- **What is expected**
Starting with the line that has "white boat hull" in it, repeat every line through the last one, word for word, and give nothing more.

── Extracted records

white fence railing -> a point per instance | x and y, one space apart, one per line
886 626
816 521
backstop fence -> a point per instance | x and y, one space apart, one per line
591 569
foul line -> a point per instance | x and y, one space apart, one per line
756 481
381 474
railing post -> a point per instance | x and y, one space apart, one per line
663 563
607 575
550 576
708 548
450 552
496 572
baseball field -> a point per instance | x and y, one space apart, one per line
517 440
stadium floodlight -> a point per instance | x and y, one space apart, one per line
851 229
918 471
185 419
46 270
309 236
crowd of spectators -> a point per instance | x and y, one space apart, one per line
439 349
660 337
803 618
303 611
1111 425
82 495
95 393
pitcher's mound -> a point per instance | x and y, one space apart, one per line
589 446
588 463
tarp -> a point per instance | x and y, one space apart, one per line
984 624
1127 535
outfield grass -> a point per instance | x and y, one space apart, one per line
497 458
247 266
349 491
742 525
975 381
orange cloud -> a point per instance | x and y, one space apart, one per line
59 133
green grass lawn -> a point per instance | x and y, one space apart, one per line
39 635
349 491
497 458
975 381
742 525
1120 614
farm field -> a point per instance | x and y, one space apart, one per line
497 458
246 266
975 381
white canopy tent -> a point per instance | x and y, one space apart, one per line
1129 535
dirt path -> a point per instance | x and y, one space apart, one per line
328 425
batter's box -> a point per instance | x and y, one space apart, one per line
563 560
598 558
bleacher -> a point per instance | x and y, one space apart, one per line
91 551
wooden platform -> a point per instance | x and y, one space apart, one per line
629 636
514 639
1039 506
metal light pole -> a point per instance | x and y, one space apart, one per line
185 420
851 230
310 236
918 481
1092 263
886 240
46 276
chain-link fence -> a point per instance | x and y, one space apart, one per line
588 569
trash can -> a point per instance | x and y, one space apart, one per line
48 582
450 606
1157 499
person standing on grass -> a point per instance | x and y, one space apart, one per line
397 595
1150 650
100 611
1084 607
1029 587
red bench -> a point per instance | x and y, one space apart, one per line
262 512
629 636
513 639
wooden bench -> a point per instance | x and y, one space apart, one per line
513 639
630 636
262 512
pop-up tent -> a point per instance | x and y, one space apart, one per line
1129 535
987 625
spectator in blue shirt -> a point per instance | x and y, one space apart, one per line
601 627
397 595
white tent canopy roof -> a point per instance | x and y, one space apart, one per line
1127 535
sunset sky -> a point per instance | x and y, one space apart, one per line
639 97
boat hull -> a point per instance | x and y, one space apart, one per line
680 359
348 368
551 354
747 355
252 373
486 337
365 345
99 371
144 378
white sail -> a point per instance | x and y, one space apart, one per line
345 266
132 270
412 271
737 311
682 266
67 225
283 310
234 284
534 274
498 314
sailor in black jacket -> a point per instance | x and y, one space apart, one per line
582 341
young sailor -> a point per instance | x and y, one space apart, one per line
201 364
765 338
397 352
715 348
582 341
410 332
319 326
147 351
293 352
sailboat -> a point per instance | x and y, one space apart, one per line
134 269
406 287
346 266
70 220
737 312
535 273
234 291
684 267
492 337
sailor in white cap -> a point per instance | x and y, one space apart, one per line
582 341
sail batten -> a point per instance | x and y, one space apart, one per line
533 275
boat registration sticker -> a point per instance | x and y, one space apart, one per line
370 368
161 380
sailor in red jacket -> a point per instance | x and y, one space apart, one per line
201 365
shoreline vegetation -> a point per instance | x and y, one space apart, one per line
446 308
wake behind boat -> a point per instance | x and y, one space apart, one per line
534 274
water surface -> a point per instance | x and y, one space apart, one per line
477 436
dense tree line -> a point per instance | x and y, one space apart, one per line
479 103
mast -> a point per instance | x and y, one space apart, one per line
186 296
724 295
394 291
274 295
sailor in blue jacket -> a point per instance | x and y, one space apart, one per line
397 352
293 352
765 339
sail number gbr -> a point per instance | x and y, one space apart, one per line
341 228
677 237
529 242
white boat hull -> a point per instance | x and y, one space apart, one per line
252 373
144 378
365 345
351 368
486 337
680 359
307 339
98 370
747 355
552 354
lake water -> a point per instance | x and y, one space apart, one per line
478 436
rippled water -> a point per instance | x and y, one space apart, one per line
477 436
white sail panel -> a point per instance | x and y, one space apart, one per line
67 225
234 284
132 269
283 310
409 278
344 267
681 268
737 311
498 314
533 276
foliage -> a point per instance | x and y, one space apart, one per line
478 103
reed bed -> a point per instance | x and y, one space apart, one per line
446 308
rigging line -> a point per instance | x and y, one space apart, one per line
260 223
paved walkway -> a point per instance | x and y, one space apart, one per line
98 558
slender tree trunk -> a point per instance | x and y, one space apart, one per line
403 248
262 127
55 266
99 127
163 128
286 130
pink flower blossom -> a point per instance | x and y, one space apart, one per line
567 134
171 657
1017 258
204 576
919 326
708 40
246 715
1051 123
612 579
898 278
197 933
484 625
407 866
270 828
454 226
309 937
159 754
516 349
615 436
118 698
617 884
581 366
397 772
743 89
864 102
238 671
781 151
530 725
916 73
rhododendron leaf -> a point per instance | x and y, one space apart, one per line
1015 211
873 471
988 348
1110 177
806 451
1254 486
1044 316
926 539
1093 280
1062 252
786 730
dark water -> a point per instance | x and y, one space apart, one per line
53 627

────

- **Task answer**
white boat hull -> a point per instance | x and y, one space apart, one per line
252 373
144 378
365 345
351 368
486 337
680 359
307 339
98 370
747 355
552 354
lake water -> a point per instance | x and y, one space apart, one per line
478 436
rippled water -> a point per instance | x and y, one space apart, one per line
477 436
white sail panel -> a point per instance | x and y, one space apart, one per line
67 225
234 284
132 269
283 310
409 278
344 267
681 268
737 311
498 314
533 276
foliage -> a point per instance | x and y, one space apart, one per line
478 103
reed bed -> a point per instance | x and y, one space apart, one per line
446 308
rigging line -> a point per instance | x and y, one space apart, one per line
260 223
paved walkway -> a point per instance | x and y, one space apart, one per line
98 558
slender tree trunk -> a point per instance | x and y, one space apart, one per line
403 248
262 127
55 266
99 127
163 128
286 130
pink flower blossom -> a point per instance | x and y, one space apart, one per line
567 134
171 657
1017 258
204 576
919 326
708 40
246 715
1051 123
612 579
898 278
197 933
484 625
407 866
270 828
454 226
309 937
159 754
516 349
615 436
118 698
617 884
581 366
397 772
743 89
864 102
238 671
781 151
530 725
916 73
rhododendron leaf -> a point per instance | x and y, one space apart, one per line
1015 211
873 471
988 348
1110 177
806 451
1254 486
1044 316
926 539
1093 280
1062 252
786 730
dark water -> a point per instance | x and y, one space apart, one per line
53 627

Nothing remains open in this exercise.